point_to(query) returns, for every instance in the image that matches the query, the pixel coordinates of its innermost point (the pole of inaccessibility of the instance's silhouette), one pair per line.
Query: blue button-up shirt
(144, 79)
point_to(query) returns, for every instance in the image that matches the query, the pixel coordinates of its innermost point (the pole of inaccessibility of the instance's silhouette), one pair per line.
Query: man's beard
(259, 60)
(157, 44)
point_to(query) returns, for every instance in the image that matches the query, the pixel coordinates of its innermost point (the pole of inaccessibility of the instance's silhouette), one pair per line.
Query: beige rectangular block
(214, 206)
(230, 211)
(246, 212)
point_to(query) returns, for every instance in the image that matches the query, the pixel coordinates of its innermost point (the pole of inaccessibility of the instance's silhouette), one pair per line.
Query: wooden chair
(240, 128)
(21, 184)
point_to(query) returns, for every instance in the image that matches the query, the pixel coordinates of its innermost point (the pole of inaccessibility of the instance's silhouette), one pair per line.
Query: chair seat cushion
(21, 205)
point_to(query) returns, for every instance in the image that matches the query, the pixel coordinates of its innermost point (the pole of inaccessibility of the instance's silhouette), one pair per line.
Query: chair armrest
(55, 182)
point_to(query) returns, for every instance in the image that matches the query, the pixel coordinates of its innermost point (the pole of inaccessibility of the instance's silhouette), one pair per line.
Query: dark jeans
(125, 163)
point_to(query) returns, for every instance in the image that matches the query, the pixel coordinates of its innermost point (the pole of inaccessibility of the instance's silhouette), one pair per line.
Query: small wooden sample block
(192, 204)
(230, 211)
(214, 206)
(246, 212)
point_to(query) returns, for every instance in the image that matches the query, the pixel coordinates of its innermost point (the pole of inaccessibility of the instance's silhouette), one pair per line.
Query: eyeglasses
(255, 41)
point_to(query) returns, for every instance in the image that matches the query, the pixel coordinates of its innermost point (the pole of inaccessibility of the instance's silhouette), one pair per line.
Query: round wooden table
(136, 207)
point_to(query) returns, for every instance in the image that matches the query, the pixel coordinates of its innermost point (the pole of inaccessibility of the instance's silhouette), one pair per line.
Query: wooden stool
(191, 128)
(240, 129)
━━━━━━━━━━
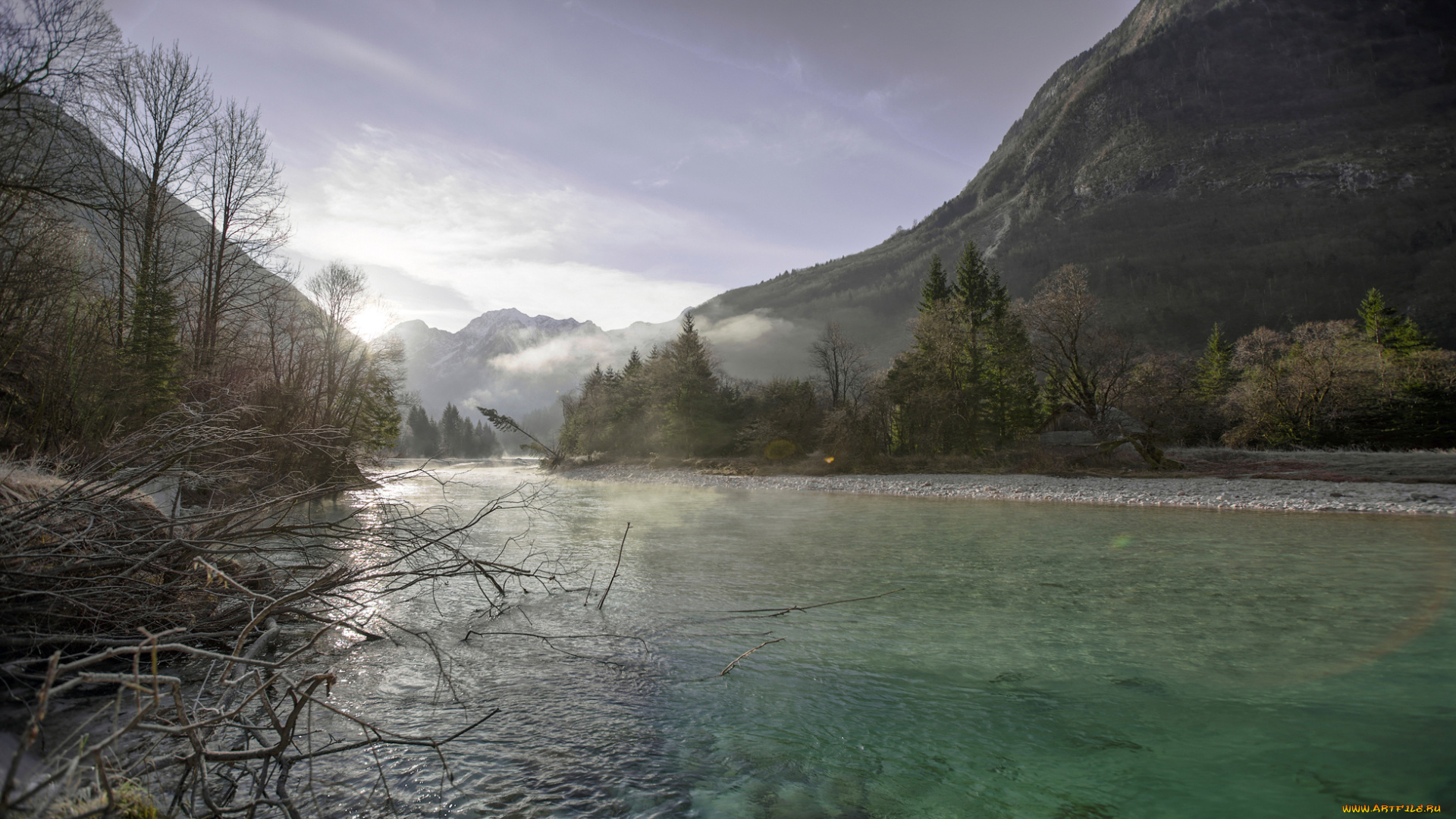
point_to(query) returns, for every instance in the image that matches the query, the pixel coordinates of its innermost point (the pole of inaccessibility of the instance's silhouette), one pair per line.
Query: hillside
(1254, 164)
━━━━━━━━━━
WHAT IS BEING ASKED
Locate every line in the items above that contains the word "chair" and copy each of those lines.

CORRECT ANSWER
Query: wooden chair
Query: chair seat cushion
Query: chair armrest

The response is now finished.